WHAT IS NEEDED: Go through the material below and return each line with the string "wall" in it.

═══ LISTED RECORDS

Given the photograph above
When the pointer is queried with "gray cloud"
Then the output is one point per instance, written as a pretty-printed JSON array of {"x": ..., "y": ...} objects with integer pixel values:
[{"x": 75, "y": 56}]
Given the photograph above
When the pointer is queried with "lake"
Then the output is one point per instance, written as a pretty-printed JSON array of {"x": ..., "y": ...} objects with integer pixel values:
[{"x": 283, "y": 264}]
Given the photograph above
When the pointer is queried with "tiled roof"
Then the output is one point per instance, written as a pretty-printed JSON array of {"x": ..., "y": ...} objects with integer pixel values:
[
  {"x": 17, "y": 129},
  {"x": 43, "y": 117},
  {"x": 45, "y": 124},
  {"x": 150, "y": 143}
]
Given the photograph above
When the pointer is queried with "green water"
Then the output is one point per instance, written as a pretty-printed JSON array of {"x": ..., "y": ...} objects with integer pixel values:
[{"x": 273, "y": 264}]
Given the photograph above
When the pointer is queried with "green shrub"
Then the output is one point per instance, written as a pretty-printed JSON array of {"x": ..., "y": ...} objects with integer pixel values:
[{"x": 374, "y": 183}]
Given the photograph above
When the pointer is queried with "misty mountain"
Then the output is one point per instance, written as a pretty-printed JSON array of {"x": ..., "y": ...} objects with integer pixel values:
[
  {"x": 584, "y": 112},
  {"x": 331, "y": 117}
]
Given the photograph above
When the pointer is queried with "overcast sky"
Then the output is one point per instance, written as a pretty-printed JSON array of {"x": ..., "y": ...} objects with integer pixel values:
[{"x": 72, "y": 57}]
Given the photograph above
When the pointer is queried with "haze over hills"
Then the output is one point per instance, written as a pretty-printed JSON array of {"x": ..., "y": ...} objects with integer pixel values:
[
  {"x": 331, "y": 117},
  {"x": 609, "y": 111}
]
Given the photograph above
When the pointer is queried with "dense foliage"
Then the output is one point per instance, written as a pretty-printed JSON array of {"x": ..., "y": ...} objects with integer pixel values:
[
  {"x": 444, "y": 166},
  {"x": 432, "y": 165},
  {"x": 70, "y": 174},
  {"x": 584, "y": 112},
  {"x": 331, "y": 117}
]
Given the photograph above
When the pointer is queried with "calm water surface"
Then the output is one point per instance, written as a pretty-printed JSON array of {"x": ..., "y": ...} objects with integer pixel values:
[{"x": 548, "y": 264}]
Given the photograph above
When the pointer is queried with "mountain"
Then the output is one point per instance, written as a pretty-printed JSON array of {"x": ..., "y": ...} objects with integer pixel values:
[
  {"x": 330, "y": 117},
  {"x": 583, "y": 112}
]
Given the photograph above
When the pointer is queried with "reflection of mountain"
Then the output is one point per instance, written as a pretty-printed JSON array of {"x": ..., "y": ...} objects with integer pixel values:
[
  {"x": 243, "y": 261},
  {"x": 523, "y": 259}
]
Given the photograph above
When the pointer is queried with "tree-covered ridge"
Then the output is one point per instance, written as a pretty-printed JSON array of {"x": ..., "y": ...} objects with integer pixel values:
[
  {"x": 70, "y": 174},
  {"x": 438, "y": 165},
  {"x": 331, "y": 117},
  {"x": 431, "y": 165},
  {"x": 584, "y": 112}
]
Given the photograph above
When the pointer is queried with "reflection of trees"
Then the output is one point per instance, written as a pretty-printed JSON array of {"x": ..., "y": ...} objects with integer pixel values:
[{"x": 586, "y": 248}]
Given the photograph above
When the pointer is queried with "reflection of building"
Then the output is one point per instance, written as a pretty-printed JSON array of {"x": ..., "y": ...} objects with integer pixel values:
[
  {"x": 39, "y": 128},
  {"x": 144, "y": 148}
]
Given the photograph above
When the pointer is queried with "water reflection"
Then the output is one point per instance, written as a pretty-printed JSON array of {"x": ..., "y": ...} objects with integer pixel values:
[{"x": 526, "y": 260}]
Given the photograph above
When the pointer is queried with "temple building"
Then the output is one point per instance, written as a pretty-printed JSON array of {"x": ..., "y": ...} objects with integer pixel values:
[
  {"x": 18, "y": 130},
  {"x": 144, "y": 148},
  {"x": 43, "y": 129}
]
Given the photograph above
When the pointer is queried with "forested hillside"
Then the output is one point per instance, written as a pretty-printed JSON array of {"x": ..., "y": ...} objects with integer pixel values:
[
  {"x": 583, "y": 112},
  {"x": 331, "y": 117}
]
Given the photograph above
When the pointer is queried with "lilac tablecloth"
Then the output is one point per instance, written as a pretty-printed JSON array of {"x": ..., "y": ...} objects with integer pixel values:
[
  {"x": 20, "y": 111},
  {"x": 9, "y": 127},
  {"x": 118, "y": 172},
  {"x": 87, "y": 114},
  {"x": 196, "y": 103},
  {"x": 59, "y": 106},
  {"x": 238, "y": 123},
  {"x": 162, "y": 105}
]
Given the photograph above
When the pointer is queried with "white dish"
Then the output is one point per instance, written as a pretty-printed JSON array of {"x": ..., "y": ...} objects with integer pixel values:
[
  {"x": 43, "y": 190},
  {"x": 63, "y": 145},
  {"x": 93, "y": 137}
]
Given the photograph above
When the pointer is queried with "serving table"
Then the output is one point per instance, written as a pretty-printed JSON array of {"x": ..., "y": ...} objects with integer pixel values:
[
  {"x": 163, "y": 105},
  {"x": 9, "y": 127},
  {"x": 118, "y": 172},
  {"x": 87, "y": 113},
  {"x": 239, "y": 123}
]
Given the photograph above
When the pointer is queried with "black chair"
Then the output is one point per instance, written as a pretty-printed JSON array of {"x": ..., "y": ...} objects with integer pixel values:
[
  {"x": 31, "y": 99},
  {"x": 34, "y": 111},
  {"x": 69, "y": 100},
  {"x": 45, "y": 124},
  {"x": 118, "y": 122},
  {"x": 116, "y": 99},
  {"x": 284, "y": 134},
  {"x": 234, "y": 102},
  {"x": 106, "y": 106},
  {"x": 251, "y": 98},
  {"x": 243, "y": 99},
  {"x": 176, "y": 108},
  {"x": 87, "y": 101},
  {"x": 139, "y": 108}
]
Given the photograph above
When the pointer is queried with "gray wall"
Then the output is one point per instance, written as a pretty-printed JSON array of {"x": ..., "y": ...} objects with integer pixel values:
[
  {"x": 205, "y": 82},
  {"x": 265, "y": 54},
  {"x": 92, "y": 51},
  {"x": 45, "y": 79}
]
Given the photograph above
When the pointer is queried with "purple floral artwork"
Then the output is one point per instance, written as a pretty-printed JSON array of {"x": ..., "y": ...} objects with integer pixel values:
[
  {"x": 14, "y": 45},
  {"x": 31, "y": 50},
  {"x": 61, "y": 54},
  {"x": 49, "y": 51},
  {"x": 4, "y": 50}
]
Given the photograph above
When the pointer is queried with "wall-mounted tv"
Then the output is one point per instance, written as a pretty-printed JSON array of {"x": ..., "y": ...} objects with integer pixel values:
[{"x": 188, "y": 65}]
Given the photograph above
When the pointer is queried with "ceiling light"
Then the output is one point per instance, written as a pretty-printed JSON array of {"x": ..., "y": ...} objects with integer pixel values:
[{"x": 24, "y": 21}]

══════

EXERCISE RESULT:
When the pointer is queried with "gray wall"
When the pointer is queried with "wall-mounted tv"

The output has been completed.